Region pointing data
^^^^^^^^

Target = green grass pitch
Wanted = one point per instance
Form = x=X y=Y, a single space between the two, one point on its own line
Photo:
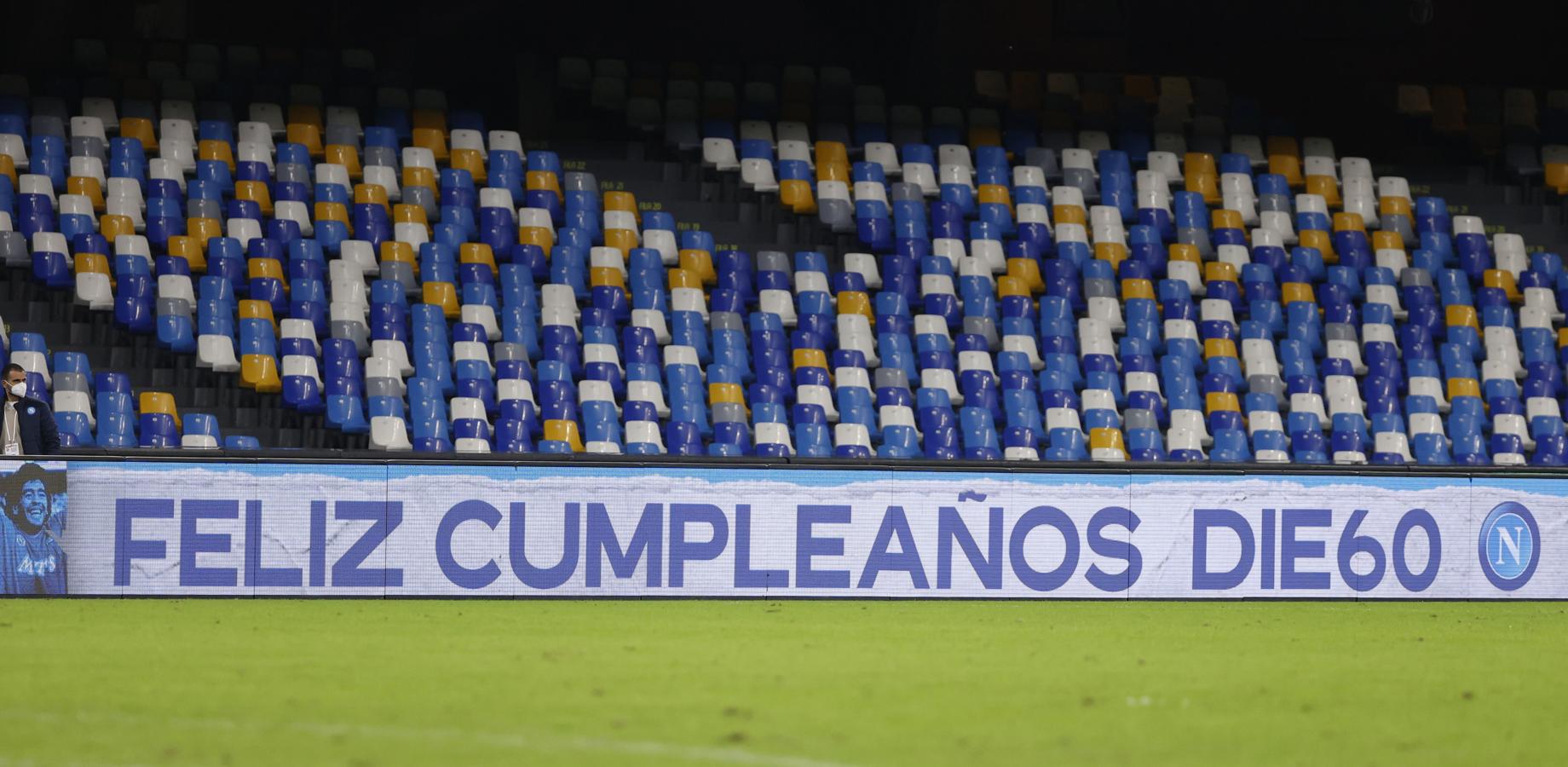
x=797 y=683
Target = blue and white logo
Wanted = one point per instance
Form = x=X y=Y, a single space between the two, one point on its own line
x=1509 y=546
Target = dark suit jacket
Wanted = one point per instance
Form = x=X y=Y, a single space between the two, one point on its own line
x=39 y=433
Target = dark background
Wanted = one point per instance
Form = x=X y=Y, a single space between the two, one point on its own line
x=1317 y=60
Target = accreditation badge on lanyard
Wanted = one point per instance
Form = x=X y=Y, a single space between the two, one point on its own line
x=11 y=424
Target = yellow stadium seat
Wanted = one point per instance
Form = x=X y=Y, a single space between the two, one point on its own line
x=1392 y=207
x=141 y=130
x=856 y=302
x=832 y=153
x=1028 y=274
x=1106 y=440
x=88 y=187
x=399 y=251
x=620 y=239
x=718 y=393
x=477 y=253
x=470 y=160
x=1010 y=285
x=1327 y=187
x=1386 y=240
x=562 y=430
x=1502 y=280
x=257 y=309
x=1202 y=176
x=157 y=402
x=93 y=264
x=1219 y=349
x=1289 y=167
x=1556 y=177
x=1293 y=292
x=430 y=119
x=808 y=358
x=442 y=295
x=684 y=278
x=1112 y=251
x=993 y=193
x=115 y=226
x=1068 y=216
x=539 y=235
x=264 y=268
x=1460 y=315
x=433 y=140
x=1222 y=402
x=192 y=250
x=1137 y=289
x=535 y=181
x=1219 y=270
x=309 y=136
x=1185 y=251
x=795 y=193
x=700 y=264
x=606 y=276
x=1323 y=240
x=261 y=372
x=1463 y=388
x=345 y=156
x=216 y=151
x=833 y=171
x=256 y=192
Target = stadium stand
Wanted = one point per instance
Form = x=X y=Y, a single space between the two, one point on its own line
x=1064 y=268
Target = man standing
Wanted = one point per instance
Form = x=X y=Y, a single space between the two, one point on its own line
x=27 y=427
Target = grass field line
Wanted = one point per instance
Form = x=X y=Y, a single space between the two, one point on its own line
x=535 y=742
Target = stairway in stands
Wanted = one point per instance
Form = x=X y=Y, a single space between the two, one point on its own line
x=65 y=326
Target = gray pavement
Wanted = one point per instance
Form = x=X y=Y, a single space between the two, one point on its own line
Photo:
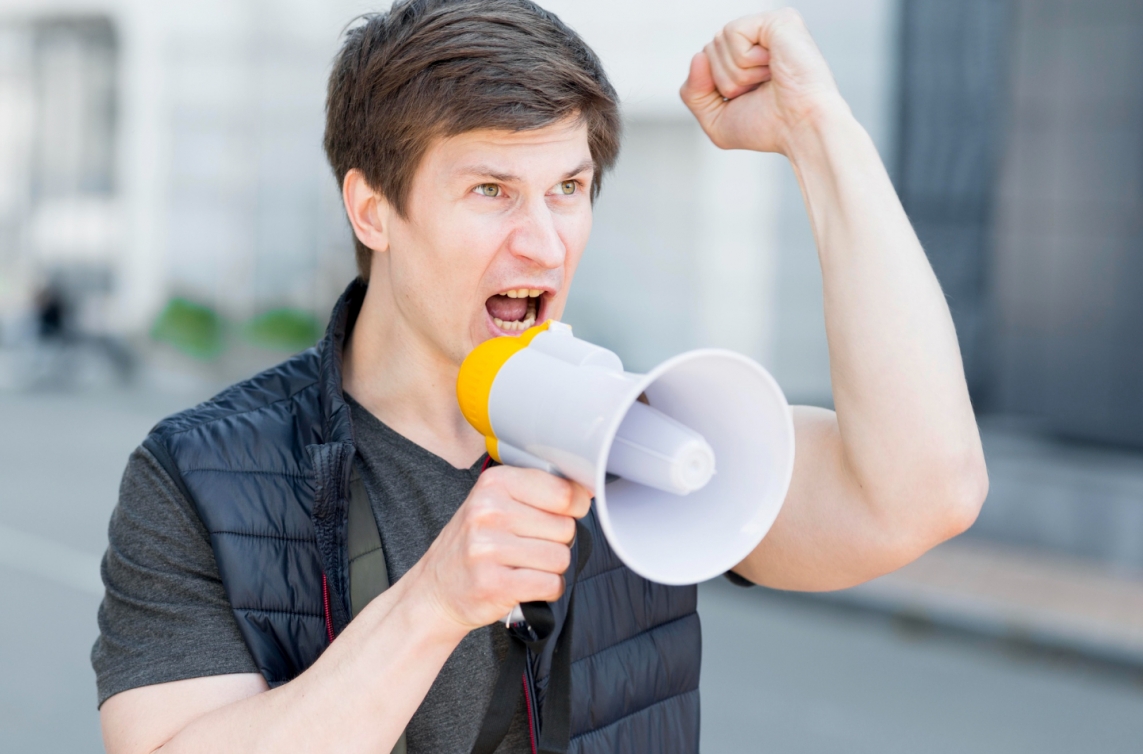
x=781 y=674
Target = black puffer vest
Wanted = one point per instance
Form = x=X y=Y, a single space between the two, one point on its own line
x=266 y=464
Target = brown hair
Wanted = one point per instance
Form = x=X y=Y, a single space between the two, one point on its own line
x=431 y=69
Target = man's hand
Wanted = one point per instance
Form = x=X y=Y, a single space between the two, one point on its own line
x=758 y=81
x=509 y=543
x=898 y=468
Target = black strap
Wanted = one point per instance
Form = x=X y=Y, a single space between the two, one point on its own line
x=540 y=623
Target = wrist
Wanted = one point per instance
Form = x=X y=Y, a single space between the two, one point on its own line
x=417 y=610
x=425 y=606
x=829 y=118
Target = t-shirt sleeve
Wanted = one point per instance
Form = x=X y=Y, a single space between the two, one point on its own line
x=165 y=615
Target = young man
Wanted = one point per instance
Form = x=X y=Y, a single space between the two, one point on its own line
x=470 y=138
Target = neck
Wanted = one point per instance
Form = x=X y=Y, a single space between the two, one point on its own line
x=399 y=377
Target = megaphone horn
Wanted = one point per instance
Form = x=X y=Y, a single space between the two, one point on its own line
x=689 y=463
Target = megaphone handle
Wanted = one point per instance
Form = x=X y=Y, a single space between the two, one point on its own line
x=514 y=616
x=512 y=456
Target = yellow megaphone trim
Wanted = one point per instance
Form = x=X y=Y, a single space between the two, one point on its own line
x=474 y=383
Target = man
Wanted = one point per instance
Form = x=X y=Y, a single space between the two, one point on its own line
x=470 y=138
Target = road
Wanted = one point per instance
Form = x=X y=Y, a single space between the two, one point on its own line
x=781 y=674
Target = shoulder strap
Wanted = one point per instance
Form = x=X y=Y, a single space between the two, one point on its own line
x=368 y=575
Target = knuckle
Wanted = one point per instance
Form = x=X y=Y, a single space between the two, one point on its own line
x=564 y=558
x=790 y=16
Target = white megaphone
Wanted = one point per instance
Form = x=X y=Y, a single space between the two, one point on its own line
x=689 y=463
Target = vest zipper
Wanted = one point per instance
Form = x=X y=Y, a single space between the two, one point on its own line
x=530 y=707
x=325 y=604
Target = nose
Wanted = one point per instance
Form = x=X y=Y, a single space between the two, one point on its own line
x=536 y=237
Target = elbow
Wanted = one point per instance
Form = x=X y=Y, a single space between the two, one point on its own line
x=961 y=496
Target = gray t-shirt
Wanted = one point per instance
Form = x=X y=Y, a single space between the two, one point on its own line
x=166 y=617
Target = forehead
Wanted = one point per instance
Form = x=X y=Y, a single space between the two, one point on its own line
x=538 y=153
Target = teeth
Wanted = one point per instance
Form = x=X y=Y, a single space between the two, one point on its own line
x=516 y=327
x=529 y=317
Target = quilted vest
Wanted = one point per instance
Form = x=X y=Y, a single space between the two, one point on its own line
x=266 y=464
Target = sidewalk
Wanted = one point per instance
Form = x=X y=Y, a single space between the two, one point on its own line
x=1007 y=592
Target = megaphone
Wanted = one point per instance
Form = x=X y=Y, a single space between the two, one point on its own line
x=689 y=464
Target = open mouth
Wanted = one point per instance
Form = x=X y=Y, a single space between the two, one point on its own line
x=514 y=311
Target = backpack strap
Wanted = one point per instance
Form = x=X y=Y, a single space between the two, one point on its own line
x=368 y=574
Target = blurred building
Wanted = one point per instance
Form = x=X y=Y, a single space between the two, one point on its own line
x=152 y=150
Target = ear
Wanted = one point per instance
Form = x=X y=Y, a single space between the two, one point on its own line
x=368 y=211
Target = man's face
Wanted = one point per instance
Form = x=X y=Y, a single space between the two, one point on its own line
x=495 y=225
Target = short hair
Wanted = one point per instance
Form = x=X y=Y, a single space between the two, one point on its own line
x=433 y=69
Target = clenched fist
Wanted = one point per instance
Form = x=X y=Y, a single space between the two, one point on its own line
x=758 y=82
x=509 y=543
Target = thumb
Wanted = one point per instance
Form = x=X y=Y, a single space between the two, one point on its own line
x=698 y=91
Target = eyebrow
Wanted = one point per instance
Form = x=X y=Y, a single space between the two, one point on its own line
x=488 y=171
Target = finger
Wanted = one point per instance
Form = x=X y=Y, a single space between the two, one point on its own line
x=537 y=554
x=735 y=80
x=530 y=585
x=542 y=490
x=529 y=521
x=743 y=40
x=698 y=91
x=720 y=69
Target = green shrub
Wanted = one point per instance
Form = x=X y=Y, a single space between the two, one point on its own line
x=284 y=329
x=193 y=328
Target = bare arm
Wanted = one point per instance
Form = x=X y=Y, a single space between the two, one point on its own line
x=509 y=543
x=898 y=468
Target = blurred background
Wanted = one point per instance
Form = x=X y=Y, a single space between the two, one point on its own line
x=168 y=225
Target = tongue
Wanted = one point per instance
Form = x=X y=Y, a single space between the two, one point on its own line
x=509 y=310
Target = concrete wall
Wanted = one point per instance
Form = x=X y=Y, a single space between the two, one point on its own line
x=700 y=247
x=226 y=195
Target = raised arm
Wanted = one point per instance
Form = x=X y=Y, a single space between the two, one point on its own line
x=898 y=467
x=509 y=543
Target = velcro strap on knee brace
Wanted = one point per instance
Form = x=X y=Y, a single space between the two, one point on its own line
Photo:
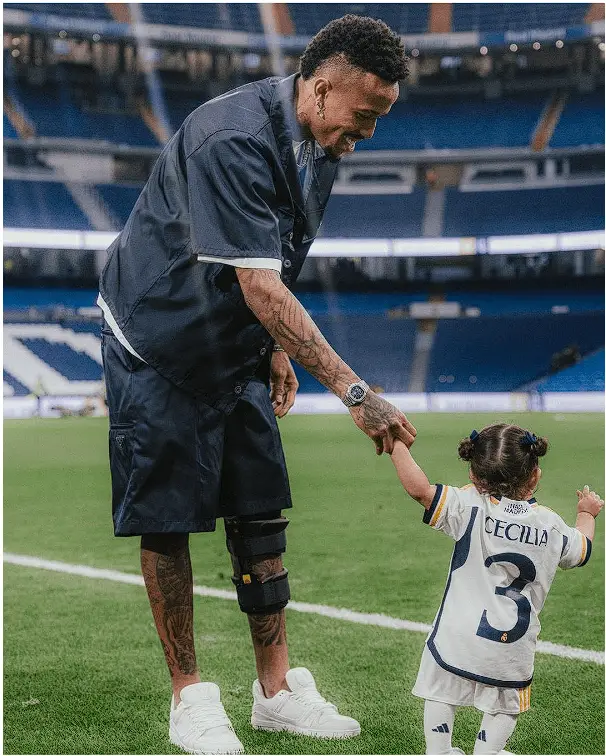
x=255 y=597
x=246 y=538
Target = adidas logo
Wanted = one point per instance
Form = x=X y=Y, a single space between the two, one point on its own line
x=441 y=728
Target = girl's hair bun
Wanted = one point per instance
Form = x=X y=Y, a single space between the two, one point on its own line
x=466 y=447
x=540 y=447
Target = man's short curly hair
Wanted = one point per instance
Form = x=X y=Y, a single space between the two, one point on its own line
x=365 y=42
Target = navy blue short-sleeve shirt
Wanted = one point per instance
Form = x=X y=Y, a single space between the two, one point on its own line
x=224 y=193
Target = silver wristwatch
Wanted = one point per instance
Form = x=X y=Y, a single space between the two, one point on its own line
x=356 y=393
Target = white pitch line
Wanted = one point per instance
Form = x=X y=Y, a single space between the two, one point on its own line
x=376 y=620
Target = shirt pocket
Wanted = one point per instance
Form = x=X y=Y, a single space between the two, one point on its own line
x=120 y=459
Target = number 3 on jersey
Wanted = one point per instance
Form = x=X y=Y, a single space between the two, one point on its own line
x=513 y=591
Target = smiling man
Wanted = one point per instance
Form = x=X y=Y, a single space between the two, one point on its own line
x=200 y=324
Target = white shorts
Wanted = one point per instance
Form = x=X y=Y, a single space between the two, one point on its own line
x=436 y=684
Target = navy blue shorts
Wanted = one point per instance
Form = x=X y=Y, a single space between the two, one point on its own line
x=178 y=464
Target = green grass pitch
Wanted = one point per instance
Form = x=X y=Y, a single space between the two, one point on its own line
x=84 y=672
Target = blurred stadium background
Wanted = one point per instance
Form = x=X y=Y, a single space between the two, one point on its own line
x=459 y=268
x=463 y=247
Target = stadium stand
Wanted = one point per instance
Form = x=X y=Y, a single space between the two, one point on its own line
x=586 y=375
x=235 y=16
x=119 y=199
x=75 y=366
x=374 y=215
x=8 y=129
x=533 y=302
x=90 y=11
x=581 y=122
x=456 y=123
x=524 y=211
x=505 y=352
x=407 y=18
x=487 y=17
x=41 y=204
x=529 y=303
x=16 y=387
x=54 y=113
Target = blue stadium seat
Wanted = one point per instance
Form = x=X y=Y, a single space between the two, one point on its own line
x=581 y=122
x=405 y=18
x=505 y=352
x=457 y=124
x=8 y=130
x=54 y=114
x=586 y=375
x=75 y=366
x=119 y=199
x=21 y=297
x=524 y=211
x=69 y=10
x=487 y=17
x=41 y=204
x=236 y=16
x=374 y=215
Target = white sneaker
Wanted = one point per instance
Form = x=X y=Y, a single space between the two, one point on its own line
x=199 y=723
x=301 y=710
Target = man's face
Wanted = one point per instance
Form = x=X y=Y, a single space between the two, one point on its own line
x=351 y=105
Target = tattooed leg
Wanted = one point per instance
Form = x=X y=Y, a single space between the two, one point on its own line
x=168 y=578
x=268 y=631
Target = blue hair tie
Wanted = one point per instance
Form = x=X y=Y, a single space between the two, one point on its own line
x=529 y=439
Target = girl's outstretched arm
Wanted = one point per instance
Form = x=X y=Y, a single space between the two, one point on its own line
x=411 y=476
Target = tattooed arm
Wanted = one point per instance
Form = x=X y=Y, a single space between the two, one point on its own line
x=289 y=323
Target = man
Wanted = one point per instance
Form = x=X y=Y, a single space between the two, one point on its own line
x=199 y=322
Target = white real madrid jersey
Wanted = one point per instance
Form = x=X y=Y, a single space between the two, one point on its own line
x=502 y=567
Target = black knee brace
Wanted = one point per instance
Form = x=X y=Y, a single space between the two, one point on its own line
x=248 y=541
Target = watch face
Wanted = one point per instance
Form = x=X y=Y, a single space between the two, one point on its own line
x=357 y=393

^^^^^^^^

Work order >>
Go through the entries and copy every line with "girl".

Solution >>
Target = girl's hair bun
Target = girl's outstretched arm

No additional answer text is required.